STATED TASK 1: Retype the passage from the text on the school's behavior and leadership programs, starting at "Teaching the skills" and ending at "resolve the conflict.".
STATED TASK 2: Lay out the lines of the records as a Markdown table with the columns Number and Record line, starting at the line that contains "Pick out each instance of the hillside" and ending at the line that contains "x=727 y=504", leaving out any blank lines.

Seeing that the poor interactions of the learners was our collective responsibility, with firm guidance from the principal, we quickly established a policy with procedures that held every adult responsible for every child. As adults engaged in a learning process to change their interactions, it was imperative that we modeled and taught the same process for students. The Committee for Children's Second Step Violence Prevention Curriculum was most fitting for our environment. The program's components include:

  • Empathy
  • Impulse control
  • Anger management
  • Problem solving skills

Teaching the skills was just one stage. Children must be given many opportunities to practice the new learning. In this model, conflicts are seen as opportunities to practice problem-solving strategies, not as a means of disciplining children with punishments. The process of problem solving is not left only to the adults. Frequently students, observing other students not modeling excellence, will engage them in conversation to help them resolve the conflict.

A Compact was developed defining clear expectations for behavior, attendance, schoolwork, and homework. It has expectations for the learner, the family, the teacher, and the principal. Prior to signing the Compact, each group must carefully understand and assure that they will be able to live up to the responsibilities outlined. It is signed by the student, a family member, and the classroom teacher. When all of the students in a classroom have returned a signed Compact, the principal visits the classroom, goes over the expectations with the class, and makes a ceremony of signing each student's Compact.

To help our learners develop their leadership potential, we established a variety of opportunities: the T. T. Minor Marching Band, Double Dutch Jump Rope Team, Chess Team, and Choir, Assembly Crew, Reading Buddies, and classroom helpers. Staff and students nominate learners for "I Spy A Learner Modeling Excellence" recognition awards, which are presented at the weekly Morning Celebration. Most recently, a postcard mailed to families of children "caught" doing something great in the environment was instituted. All of these initiatives are intended to demonstrate to our learners that they are highly capable, respected, and valued by all.

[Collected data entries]

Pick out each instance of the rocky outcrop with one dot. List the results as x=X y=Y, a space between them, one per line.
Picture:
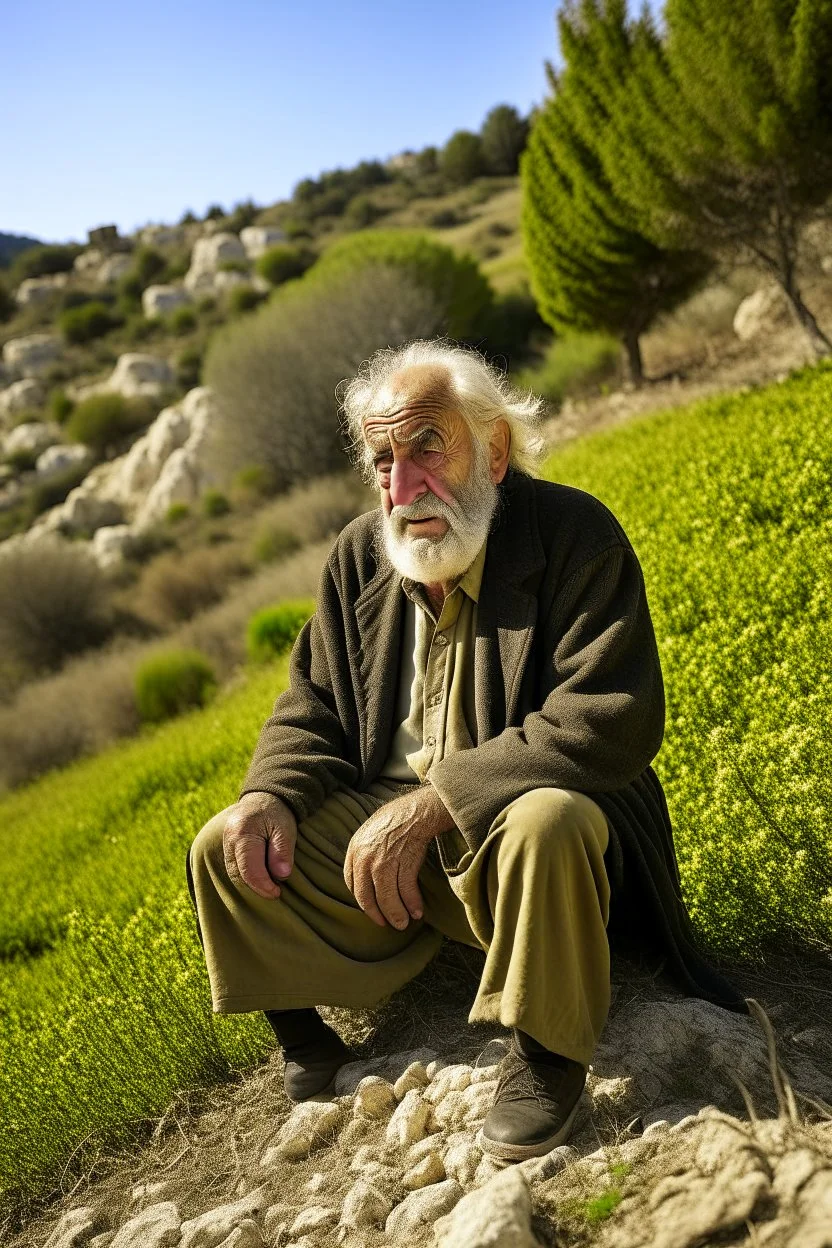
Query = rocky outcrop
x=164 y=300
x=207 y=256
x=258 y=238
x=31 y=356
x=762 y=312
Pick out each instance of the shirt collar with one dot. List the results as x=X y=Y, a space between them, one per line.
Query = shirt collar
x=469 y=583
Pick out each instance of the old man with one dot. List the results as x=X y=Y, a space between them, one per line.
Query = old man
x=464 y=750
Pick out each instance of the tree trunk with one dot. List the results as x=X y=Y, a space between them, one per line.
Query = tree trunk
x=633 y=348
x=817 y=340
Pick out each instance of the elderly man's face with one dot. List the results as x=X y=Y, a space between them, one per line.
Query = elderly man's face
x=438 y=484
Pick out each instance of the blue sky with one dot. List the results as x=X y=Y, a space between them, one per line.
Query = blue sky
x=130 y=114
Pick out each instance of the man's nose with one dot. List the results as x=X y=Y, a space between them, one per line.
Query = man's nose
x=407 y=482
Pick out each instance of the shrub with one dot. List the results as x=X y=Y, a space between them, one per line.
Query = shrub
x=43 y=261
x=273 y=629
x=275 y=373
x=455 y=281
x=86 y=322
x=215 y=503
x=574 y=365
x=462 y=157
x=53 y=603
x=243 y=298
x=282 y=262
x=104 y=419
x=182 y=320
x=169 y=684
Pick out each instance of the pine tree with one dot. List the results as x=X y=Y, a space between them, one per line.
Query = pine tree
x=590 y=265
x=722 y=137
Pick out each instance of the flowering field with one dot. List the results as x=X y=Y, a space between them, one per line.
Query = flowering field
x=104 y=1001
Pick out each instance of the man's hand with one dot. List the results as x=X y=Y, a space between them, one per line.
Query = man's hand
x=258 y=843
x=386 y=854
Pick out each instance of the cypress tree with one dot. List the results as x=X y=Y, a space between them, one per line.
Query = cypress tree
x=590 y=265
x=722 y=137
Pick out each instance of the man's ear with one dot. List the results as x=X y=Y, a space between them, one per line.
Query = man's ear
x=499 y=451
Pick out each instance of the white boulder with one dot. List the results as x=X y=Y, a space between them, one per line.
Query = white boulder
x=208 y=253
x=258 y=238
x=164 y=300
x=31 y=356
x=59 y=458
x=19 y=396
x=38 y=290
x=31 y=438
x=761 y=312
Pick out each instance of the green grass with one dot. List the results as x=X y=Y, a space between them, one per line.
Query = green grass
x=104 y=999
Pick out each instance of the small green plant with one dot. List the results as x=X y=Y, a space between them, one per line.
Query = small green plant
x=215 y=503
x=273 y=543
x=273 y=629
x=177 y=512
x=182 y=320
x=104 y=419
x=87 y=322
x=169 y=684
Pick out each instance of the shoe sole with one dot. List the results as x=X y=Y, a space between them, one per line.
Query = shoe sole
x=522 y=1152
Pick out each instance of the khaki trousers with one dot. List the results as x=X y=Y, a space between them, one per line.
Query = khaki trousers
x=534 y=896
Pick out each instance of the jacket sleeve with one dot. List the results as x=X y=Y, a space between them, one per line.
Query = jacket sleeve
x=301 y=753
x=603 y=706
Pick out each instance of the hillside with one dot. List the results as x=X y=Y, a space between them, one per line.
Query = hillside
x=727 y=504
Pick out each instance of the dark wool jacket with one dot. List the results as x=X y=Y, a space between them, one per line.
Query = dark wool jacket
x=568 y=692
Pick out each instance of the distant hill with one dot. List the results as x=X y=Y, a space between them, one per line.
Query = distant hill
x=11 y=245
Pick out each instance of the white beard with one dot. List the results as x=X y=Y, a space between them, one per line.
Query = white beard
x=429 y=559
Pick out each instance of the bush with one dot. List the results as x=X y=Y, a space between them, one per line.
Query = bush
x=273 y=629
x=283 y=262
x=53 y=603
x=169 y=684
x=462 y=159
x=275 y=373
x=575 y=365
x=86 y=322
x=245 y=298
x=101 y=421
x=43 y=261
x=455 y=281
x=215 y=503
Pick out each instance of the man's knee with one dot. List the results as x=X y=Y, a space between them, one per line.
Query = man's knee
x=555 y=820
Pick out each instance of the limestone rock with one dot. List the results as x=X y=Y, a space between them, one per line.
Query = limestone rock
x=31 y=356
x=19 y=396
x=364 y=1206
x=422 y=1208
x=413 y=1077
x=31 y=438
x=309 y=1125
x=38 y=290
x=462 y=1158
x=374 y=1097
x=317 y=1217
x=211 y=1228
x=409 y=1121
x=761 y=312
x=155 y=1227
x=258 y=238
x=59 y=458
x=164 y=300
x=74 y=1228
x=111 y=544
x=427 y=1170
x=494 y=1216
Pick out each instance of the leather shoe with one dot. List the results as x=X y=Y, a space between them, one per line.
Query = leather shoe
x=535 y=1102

WRITTEN ANSWER 1:
Teaching the skills was just one stage. Children must be given many opportunities to practice the new learning. In this model, conflicts are seen as opportunities to practice problem-solving strategies, not as a means of disciplining children with punishments. The process of problem solving is not left only to the adults. Frequently students, observing other students not modeling excellence, will engage them in conversation to help them resolve the conflict.

WRITTEN ANSWER 2:
| Number | Record line |
|---|---|
| 1 | Pick out each instance of the hillside with one dot. List the results as x=X y=Y, a space between them, one per line. |
| 2 | Query = hillside |
| 3 | x=727 y=504 |